- **Exercise goal**: Restate word for word the lines of the listing below, from its first line through the line with "point: tree -- for", without the pictures.

********************

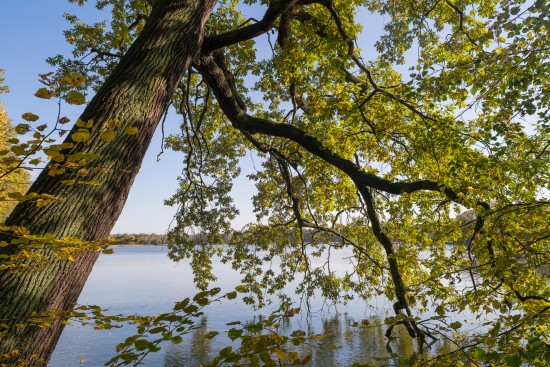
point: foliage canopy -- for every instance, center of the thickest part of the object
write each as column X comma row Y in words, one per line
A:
column 376, row 149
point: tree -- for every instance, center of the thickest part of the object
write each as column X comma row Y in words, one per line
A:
column 353, row 149
column 137, row 94
column 11, row 182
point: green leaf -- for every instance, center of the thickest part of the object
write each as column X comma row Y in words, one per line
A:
column 241, row 288
column 108, row 135
column 29, row 116
column 455, row 325
column 234, row 333
column 131, row 130
column 226, row 352
column 513, row 361
column 211, row 334
column 44, row 93
column 80, row 136
column 76, row 98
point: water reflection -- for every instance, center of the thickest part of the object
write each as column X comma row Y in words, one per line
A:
column 347, row 340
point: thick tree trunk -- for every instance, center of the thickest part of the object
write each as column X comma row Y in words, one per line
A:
column 137, row 93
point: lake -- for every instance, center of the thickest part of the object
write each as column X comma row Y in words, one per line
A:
column 142, row 280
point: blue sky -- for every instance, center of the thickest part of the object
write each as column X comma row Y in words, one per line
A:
column 31, row 31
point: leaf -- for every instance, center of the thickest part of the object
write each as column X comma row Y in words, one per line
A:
column 108, row 135
column 234, row 333
column 241, row 288
column 181, row 304
column 176, row 339
column 211, row 334
column 142, row 344
column 76, row 98
column 131, row 130
column 22, row 128
column 74, row 79
column 29, row 116
column 80, row 136
column 84, row 124
column 44, row 93
column 513, row 361
column 456, row 325
column 226, row 352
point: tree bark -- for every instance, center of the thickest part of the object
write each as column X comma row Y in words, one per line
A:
column 137, row 93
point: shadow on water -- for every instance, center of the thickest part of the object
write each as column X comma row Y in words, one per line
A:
column 346, row 341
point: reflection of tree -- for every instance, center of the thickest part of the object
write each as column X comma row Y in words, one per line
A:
column 346, row 341
column 195, row 352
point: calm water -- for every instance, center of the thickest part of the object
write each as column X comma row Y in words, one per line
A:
column 143, row 280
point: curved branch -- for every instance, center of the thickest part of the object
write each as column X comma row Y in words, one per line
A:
column 215, row 76
column 276, row 8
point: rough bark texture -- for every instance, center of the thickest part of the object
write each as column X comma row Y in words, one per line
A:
column 137, row 93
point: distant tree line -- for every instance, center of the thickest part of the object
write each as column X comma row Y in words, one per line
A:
column 139, row 239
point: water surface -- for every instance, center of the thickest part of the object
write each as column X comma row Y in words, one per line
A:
column 142, row 280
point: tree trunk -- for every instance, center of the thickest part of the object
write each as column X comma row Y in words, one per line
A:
column 137, row 93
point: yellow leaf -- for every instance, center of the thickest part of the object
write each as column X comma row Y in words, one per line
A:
column 28, row 116
column 74, row 97
column 87, row 125
column 82, row 172
column 107, row 135
column 44, row 93
column 74, row 79
column 131, row 130
column 80, row 136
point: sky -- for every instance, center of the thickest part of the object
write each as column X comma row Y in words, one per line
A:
column 31, row 31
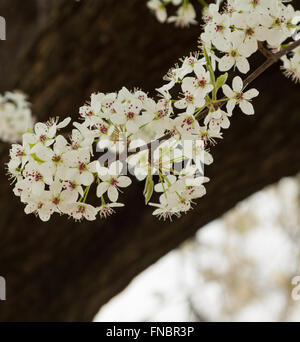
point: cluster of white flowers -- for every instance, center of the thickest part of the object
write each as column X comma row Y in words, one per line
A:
column 236, row 30
column 15, row 116
column 161, row 142
column 185, row 14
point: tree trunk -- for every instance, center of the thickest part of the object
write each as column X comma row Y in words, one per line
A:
column 65, row 271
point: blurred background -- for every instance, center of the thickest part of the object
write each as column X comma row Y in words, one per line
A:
column 239, row 247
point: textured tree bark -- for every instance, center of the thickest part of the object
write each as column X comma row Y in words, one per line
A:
column 65, row 271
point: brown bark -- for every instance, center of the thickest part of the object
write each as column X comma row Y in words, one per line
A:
column 65, row 271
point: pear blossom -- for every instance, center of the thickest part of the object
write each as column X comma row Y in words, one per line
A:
column 237, row 96
column 112, row 180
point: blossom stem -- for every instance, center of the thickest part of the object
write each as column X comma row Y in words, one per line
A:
column 261, row 69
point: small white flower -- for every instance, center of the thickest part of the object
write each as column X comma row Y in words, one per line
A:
column 112, row 181
column 237, row 96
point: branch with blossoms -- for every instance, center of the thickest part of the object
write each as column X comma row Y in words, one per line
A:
column 165, row 142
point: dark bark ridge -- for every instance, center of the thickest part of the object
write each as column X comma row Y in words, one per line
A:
column 65, row 271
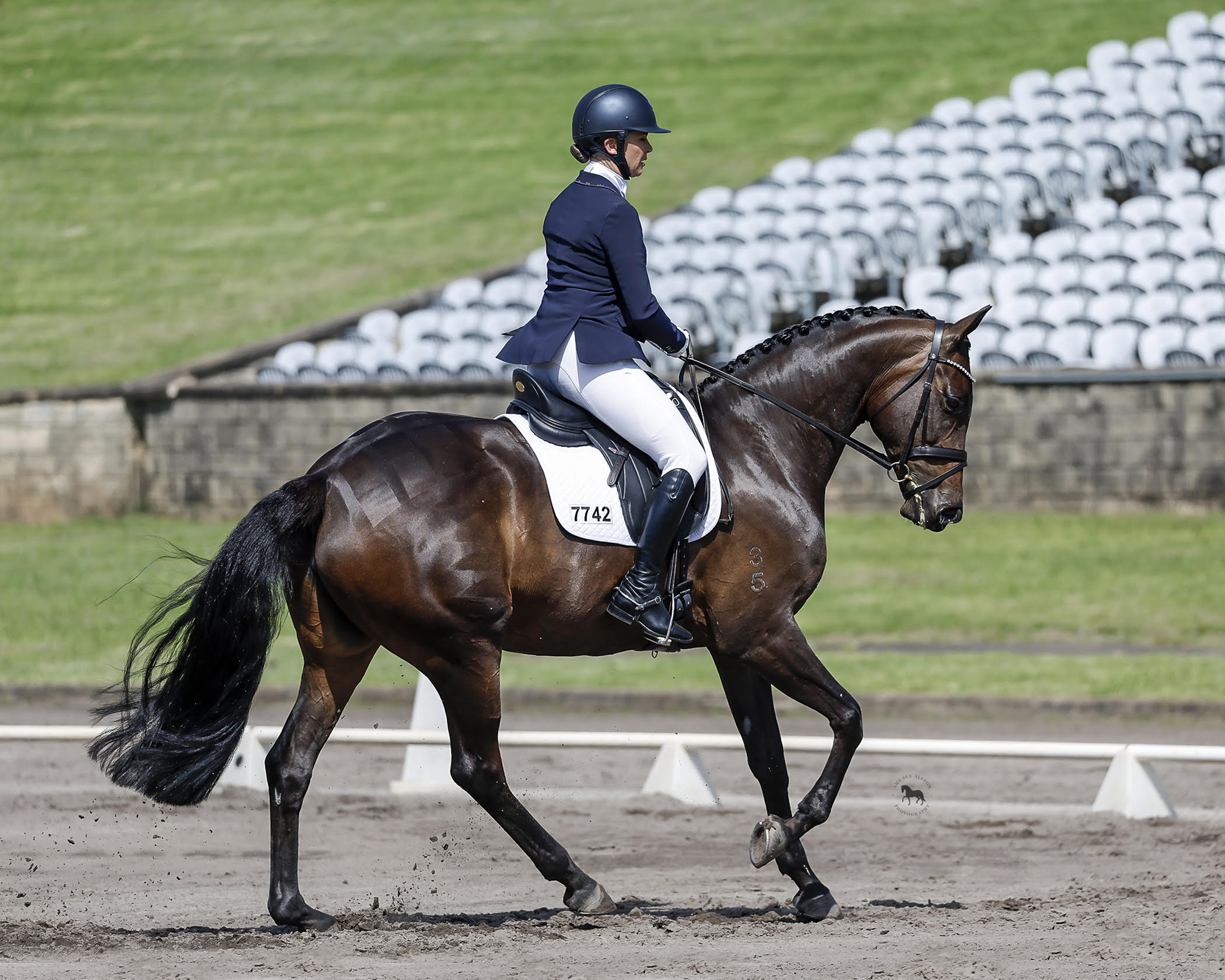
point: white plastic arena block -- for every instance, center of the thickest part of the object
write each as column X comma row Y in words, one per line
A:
column 426, row 767
column 680, row 774
column 1133, row 789
column 246, row 767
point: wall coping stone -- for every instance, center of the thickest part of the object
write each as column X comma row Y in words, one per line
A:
column 183, row 385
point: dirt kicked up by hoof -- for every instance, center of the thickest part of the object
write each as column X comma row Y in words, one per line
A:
column 768, row 842
column 591, row 900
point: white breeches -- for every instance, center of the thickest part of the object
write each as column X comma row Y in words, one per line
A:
column 624, row 397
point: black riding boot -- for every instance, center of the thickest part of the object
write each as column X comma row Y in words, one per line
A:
column 638, row 598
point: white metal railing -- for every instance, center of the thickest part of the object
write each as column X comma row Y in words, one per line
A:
column 1131, row 786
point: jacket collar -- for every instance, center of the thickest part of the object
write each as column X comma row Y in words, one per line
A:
column 594, row 180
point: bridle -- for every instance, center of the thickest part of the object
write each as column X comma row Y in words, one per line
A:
column 900, row 462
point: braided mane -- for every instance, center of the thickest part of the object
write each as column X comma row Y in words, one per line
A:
column 787, row 335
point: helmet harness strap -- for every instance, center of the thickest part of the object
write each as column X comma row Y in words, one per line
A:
column 619, row 160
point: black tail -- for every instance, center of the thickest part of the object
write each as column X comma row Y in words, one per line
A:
column 178, row 726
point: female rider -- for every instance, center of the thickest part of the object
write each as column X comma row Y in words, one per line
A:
column 583, row 344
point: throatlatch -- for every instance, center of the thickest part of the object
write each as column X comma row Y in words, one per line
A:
column 898, row 462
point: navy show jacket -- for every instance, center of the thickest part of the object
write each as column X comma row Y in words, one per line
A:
column 598, row 285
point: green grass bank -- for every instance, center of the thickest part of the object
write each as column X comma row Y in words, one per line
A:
column 1128, row 581
column 181, row 177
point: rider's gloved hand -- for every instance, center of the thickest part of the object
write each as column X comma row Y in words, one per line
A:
column 687, row 346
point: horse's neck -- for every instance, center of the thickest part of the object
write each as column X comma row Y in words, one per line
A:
column 761, row 446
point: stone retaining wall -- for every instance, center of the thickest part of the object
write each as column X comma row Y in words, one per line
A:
column 1082, row 443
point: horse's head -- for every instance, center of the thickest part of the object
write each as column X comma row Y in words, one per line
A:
column 921, row 410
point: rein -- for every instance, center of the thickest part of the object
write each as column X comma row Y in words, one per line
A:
column 900, row 462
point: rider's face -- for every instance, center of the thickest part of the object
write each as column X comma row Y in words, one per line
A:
column 638, row 146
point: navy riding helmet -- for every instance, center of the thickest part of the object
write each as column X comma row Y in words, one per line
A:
column 610, row 111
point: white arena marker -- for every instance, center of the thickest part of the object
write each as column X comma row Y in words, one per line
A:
column 1132, row 788
column 680, row 774
column 426, row 767
column 246, row 767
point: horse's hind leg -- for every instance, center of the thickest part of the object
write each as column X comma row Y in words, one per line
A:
column 470, row 691
column 752, row 708
column 336, row 658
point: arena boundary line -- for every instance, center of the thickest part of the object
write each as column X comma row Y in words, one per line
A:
column 1130, row 788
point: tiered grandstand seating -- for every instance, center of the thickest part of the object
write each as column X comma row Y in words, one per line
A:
column 1088, row 207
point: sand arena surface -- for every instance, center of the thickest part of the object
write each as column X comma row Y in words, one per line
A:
column 99, row 884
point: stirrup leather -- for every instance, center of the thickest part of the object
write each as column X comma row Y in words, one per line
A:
column 619, row 611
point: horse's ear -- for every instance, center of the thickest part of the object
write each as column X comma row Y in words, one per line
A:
column 963, row 327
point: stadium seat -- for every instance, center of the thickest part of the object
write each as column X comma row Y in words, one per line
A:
column 1208, row 342
column 379, row 326
column 1161, row 347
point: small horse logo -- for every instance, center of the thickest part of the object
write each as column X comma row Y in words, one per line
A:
column 912, row 794
column 914, row 790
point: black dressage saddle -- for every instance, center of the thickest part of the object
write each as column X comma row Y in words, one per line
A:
column 635, row 475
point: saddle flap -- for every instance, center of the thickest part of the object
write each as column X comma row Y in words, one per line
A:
column 635, row 475
column 534, row 400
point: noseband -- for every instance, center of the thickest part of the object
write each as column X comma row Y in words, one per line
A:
column 897, row 462
column 900, row 463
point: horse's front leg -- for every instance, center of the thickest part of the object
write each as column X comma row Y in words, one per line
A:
column 752, row 707
column 786, row 660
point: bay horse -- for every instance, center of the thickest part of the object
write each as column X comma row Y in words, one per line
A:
column 433, row 536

********************

- **Response**:
point: foliage canopy -- for every instance, center of the thickest part of the object
write each as column X comma row Y in words, one per line
A:
column 376, row 149
point: tree -- for every instance, center of the thickest part of the object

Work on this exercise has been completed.